• _What to work on_:
1. In one to three sentences, explain why the passage on deep-learning PDE solvers says finding a solution becomes an optimization problem, and list what the loss function contains.
2. Continue the passage on deep-learning PDE solvers after its final sentence.

• _Provided text_:
In the late 2010s, deep learning (DL)-based approaches to solve PDEs have been proposed which integrate physical information expressed as PDEs into the training of a neural network. The solution-finding problem is hereby transformed into an optimization problem which attempts to minimize a loss function that contains (a) the residual norms of the governing PDE, (b) the associated initial and boundary conditions and (c) any available labeled (i.e., measurement) data. Physics-informed learning methods are typically mesh-free approaches that operate on batches of randomly sampled points and allow to seamlessly integrate multifidelity/multimodality data into the learning process. Among others, examples of successful DL-based PDE solvers are physics-informed neural networks (PINNs) [5] and the Deep Galerkin Method (DGM) [6].

• _Extracted data_:

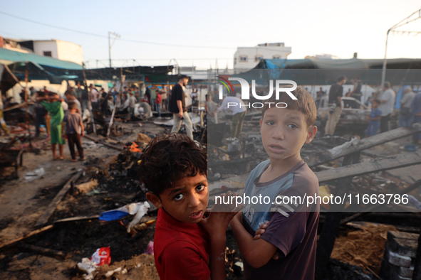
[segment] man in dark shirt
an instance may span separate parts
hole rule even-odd
[[[325,127],[325,135],[333,135],[336,124],[341,117],[342,112],[342,95],[343,87],[342,87],[346,82],[346,77],[339,76],[338,82],[332,85],[329,90],[329,107],[331,110],[328,115],[328,122]]]
[[[192,139],[193,124],[187,114],[185,102],[186,95],[183,90],[183,87],[187,85],[187,82],[189,82],[189,77],[182,75],[178,82],[172,87],[169,111],[172,113],[174,119],[174,125],[171,132],[178,132],[182,121],[184,121],[187,136]]]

• _Set of answers_:
1. These approaches integrate the physical information expressed as PDEs into the training of a neural network, so finding a solution becomes a matter of minimizing a loss function. That loss contains the residual norms of the governing PDE, the associated initial and boundary conditions, and any available labeled (measurement) data.

2.
Fluid mechanics is a prominent topic in physics-based DL [1,7], including PINN studies of blood flows [8,9,10,11,12]. To date, the majority of published reports on DL-based flow modeling relies on fully-connected neural network (FCNN) architectures [9,13,14,15,16,17]. Few other publications report the use of more complex network architectures, such as convolutional neural networks (CNNs) [18,19,20,21] or employ DGMs. While the FCNNs benefit from architectural simplicity, more sophisticated architectures have recently shown superior results in terms of accuracy, efficiency, and memory consumption for specific tasks [7]. Deep learning is generally an active field of research with many network variants and add-ons (e.g., Fourier encoding layers, adaptive activation functions, skip connections) being proposed [22,23]. Although PINNs are still in their early development phase, the interest in physics-informed machine learning is increasing [7,24]. The primary focus of initial PINN reports has been on general feasibility and proof-of-concept. Hence, there is an ongoing need to integrate and evaluate recent DL developments that have shown promising results in other applications. Also, comparing the network architectures found in published results is difficult because of significant variations in simulation domains (2D or 3D, synthetic flow geometries or real blood vessels), fluid characteristics and evaluation metrics.

In this paper we address the applied research question of which network architectures are well suited to learn the complex flow pattern of blood in various geometrical structures. To our knowledge, this is the first systematic report to assess the performance of different state-of-the-art networks, which has been suggested as highly beneficial to deepen the knowledge about PINNs in modeling fluids [6,16].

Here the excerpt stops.